_Supplied material_.
┌────────

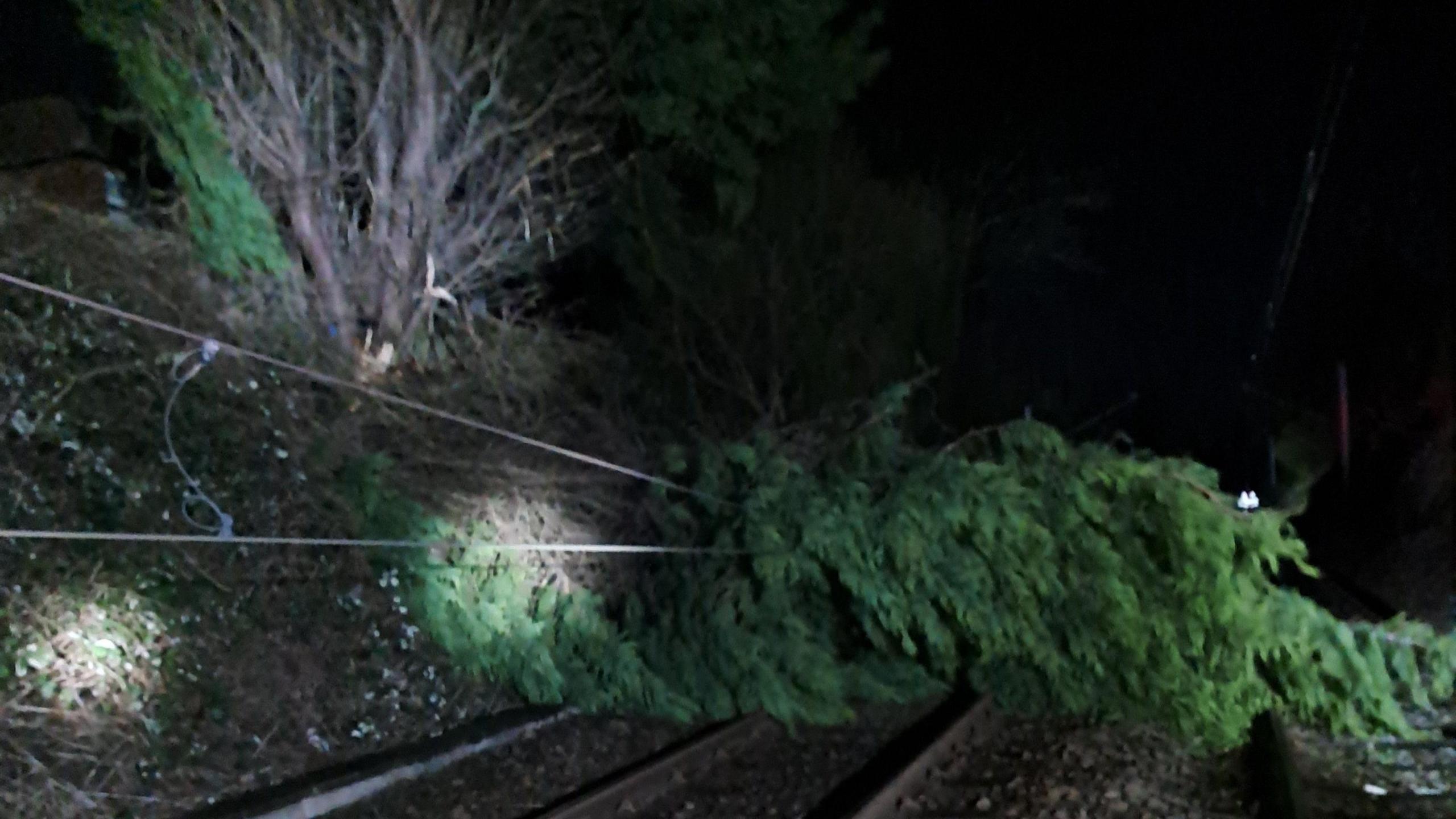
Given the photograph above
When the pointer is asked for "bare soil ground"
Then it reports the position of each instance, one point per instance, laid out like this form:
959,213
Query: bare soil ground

└────────

Word for word, return the material above; the pictures stay out.

_Your response_.
Given the photograph above
When the pointer is asked for "bare soil ground"
Then it reports the position of each instance, one point per instance, laid out like this form:
959,213
Query: bare soil ground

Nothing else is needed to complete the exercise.